*Text*
--
Re: Spark Stream on Kubernetes Cannot Set up JavaSparkContext

Posted by Stelios Philippou <st...@gmail.com>.
Yes you are right.
I am using Spring Boot for this.

The same does work for the event that does not involve any kafka events.
But again i am not sending out extra jars there so nothing is replaced and
we are using the default ones.

If i do not use the userClassPathFirst which will force the service to use
the newer version i will end up with the same problem

We are using protobuf v3+ and as such we need to push that version since
apache core uses an older version.

So all we should really need is the following : --jars
"protobuf-java-3.17.3.jar" \
and here we need the userClassPathFirst=true in order to use the latest
version.


Using only this jar as it works on local or no jars defined we ended up
with the following error.

21/08/31 10:53:40 WARN  org.apache.spark.scheduler.TaskSetManager: Lost
task 0.0 in stage 18.0 (TID 139) (10.60.63.56 executor 1):
java.lang.ClassNotFoundException:
org.apache.spark.streaming.kafka010.KafkaRDDPartition

at java.base/java.net.URLClassLoader.findClass(Unknown Source)
--
*Entries supplied*

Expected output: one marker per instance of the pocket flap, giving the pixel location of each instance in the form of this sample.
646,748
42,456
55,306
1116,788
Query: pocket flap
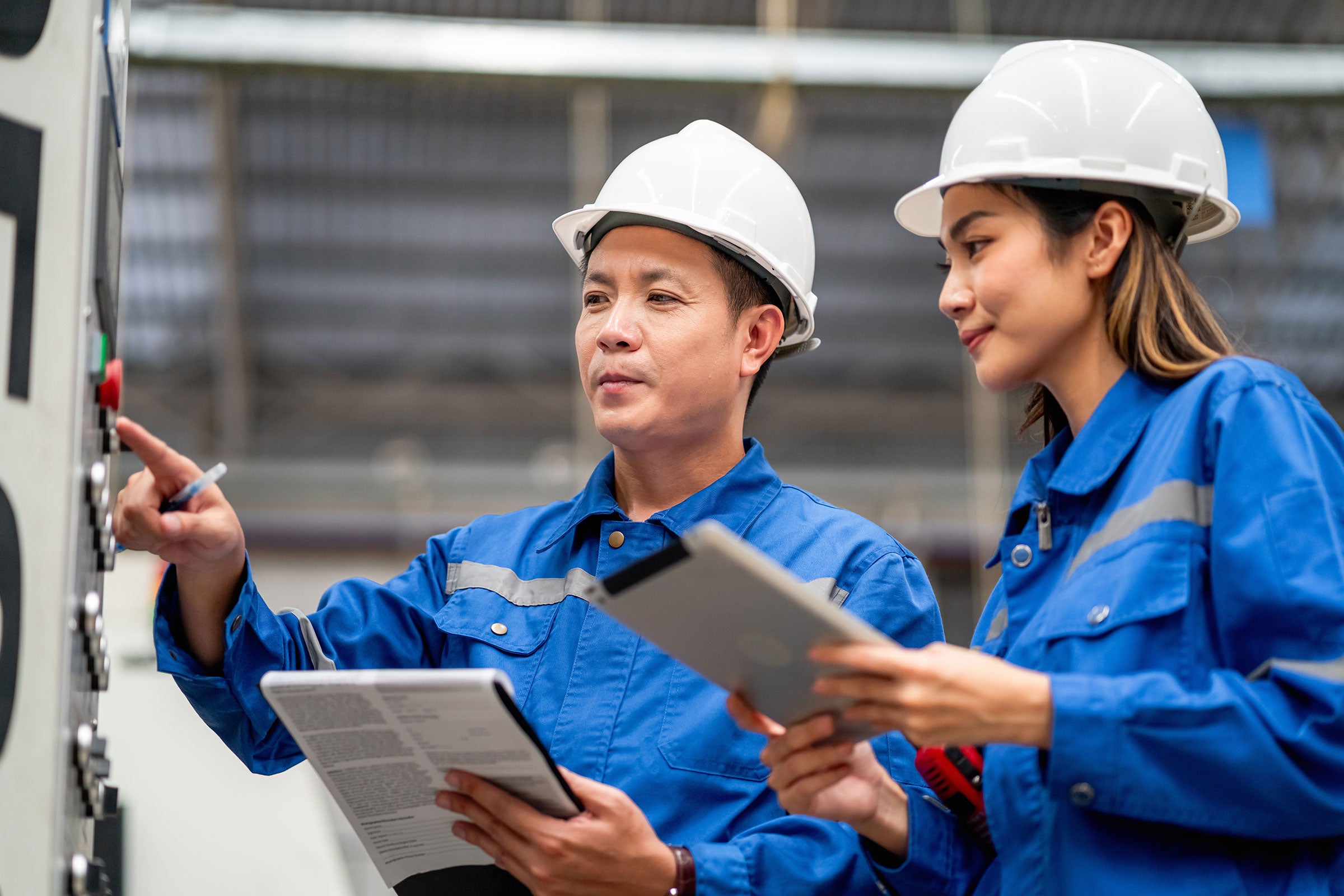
--
*Problem to solve*
Copy out the entire forum post about Spark on Kubernetes above, word for word.

*The reply*
Re: Spark Stream on Kubernetes Cannot Set up JavaSparkContext

Posted by Stelios Philippou <st...@gmail.com>.
Yes you are right.
I am using Spring Boot for this.

The same does work for the event that does not involve any kafka events.
But again i am not sending out extra jars there so nothing is replaced and
we are using the default ones.

If i do not use the userClassPathFirst which will force the service to use
the newer version i will end up with the same problem

We are using protobuf v3+ and as such we need to push that version since
apache core uses an older version.

So all we should really need is the following : --jars
"protobuf-java-3.17.3.jar" \
and here we need the userClassPathFirst=true in order to use the latest
version.


Using only this jar as it works on local or no jars defined we ended up
with the following error.

21/08/31 10:53:40 WARN  org.apache.spark.scheduler.TaskSetManager: Lost
task 0.0 in stage 18.0 (TID 139) (10.60.63.56 executor 1):
java.lang.ClassNotFoundException:
org.apache.spark.streaming.kafka010.KafkaRDDPartition

at java.base/java.net.URLClassLoader.findClass(Unknown Source)